Aim of the task:
Continue the patent description of the motor vehicle drive assembly below, starting after its last sentence.

Text section:
#####

Motor vehicle drive assembly

Abstract

A motor vehicle drive assembly, which is equipped with an electric motor and an output element, which is driven by the electric motor indirectly or directly. Furthermore, a spring associated with the output element is realized, which spring is designed to bidirectionally return the output element. According to the invention, the spring is designed as a spiral spring which is designed to be windable and unwindable proceeding both from the inner spring let and from the outer leg.

Description

FIELD OF INVENTION

The invention relates to a motor vehicle drive assembly, which is equipped with an electric motor and at least one output element, which is indirectly or directly driven by the electric motor, and a spring associated with the output element, which spring is designed to bidirectionally return the output element.

BACKGROUND OF INVENTION

Motor vehicle drive assemblies are widely used in motor vehicles. Examples of this are mirror adjustments, seat adjustments, window regulators, but also unlocking devices on engine hoods, tailgates, and the like. Furthermore, such motor vehicle drive assemblies are increasingly used in connection with the locking and unlocking of charging plugs in associated receptacles in electric vehicles. In the scope of the present application, motor vehicle drive assemblies are very particularly preferred which are used in connection with motor vehicle doors and here in particular in connection with motor vehicle door latches.

#####

Stored records:
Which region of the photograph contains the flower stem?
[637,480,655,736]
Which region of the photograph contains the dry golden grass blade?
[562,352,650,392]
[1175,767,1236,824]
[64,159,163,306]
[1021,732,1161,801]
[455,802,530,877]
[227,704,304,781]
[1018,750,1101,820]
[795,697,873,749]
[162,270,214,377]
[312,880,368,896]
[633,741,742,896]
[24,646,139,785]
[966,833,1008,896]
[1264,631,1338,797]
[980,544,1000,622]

#####

Answer to this problem:
Such motor vehicle drive assemblies can be used, for example, in connection with a closing drive, a door drive, and the like. In connection with motor vehicle door latches, such motor vehicle drive assemblies are used, for example, in connection with a so-called “electrical opening” process or also for implementing a central locking function. In all of these cases, it is often important that the output element driven or acted upon with the aid of the electric motor is returned to an idle position after it has been acted upon by the electric motor. This is typically provided by the spring associated with the output element, which provides for the return of the output element.

Since the spring is bidirectionally returned in the scope of the present application and is thus set up for bidirectional return of the output element, the output element can be returned, depending on, for example, its direction of rotation, by being acted upon both clockwise and counterclockwise with the aid of the single, bidirectionally acting spring, in each case into its zero position or neutral position.

The generic prior art according to DE 11 2012 002 272 T5 uses a return lever in this context, which return lever is returned in both directions with the aid of an associated leg spring. Such leg springs are often realized and used in practice for the purposes described. In a long-term operation, such leg springs often have a high impact, which can shorten their service life.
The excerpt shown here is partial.